▸ Problem details
Answer these questions about the forum thread on doctrine and snobbery:
(a) How many posts does the thread say are showing at the moment?
(b) Among which group does dnlcnwy say they have been subjected to cold looks and stiff behavior?
(c) According to dnlcnwy, who is the only head we have?
┌─ Text extract
And are showing 65 posts at the moment.



dnlcnwy said:


> Many of my baptist and lutherin friends are content to just poke a little fun at me for being a doctrine snob, but among working class Catholics I have have been subjected to some cold looks and stiff behavior.


Are you equating Popery and Popery light with the sound truths of the Reformed tradition? Are you well down the path of saying that doctrine doesn't matter?

Reactions: Like 1


----------



## RamistThomist (May 17, 2021)

dnlcnwy said:


> You are right in that I did not offer any specific examples of Reformed snobbery to substantiate my argument. Do I need to?



Maybe. No one on this thread has the slightest clue what you are talking about.


dnlcnwy said:


> The only head we have is Christ himself, the rest of us are subordinate members of the body who are to think of each other as having equal worth.



You are moving the goal posts. We all have equal worth, but some have superior positions in society. No one is saying one is "more in Christ" than the other.


dnlcnwy said:


> It is an inescapable propensity of even regenerate souls to idolize their strengths individually or corporately, we are warned of this many times in the bible.



Not sure of anyone who ever denied this.


dnlcnwy said:


> but do you have the servants heart?
└─
┌─ Information provided
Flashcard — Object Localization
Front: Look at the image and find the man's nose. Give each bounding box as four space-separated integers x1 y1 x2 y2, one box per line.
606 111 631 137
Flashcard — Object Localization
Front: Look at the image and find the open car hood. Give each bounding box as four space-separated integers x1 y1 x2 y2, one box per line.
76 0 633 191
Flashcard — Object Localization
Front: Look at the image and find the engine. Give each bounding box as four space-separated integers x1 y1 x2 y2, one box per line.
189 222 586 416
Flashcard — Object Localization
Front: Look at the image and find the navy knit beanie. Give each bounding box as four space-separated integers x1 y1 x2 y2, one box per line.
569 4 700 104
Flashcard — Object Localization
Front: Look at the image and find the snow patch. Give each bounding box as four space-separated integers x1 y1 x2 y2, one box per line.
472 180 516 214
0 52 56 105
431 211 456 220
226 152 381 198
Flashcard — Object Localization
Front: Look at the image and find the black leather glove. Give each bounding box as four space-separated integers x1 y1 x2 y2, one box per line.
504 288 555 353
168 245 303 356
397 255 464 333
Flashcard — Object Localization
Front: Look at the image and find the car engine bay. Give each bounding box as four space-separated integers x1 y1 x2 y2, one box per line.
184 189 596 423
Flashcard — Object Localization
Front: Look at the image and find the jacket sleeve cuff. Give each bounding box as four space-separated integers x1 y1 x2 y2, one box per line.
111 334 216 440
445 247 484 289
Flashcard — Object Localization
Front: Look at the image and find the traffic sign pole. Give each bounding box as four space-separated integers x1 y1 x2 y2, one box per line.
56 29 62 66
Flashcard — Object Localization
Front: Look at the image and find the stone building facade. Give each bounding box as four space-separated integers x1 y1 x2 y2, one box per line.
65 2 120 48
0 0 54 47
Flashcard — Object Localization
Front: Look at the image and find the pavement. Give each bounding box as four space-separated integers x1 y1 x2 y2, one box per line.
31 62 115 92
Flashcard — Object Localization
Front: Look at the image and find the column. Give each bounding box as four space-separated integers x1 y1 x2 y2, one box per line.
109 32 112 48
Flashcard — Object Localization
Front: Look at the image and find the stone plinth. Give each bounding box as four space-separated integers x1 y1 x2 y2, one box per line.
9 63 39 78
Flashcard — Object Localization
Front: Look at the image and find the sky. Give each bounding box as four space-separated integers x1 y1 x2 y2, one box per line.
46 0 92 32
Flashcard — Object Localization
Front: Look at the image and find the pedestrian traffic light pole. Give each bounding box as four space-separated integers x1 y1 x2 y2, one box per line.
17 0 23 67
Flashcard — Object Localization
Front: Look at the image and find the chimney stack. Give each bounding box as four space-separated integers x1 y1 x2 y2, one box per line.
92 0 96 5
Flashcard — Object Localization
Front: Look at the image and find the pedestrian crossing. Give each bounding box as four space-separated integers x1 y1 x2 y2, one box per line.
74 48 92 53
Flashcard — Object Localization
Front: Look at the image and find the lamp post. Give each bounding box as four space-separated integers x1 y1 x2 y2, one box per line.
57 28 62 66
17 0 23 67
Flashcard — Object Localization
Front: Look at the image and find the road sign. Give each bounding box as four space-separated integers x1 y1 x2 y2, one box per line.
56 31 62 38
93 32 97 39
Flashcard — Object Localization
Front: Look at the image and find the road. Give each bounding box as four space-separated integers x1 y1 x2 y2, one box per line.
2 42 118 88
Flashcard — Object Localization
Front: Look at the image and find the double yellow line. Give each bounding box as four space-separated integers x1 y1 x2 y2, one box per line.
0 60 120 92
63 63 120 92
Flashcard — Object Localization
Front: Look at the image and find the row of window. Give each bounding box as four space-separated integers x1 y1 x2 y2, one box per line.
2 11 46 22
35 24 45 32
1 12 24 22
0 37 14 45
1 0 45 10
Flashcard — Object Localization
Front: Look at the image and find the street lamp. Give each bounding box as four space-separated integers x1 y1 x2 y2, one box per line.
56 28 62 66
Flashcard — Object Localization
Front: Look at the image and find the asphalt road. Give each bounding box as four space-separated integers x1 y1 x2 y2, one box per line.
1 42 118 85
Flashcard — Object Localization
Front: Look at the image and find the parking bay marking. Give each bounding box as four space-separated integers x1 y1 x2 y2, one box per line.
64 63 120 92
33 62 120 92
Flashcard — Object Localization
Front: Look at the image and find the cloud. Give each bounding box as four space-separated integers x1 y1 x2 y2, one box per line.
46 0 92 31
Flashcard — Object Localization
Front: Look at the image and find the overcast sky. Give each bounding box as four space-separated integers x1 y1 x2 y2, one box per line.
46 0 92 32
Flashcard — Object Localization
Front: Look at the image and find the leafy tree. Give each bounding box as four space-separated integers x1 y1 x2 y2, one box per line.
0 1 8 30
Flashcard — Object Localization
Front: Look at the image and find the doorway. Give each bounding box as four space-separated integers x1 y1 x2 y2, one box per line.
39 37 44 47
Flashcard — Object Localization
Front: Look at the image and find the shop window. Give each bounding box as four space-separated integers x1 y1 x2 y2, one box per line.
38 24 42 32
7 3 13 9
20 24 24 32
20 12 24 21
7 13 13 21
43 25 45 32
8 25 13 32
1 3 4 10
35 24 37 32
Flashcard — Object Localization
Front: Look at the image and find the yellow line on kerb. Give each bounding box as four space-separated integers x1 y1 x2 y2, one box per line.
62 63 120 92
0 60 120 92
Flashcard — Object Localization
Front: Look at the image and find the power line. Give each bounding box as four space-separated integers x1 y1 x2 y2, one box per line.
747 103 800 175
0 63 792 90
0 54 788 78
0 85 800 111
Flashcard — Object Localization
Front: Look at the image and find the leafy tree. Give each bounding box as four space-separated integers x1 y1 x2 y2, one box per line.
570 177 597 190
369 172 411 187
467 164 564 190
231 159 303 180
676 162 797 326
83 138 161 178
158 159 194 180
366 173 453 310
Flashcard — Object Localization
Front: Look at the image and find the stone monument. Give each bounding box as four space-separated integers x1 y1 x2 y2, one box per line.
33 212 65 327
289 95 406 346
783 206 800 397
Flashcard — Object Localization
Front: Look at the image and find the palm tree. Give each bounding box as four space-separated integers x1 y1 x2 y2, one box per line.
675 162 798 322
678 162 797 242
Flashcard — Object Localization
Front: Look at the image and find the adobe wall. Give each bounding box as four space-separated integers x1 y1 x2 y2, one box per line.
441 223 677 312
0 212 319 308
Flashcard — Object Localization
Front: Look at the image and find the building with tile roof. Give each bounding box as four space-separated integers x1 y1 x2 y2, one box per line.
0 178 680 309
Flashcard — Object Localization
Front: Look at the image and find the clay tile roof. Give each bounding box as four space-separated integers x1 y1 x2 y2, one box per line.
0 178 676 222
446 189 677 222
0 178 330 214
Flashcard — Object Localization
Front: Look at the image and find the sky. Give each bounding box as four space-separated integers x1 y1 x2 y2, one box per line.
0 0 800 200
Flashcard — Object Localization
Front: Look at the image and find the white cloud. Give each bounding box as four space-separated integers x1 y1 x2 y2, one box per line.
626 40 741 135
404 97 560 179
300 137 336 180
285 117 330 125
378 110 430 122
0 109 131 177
└─
▸ Solution to this problem
(a) 65 posts.
(b) Working class Catholics.
(c) Christ himself.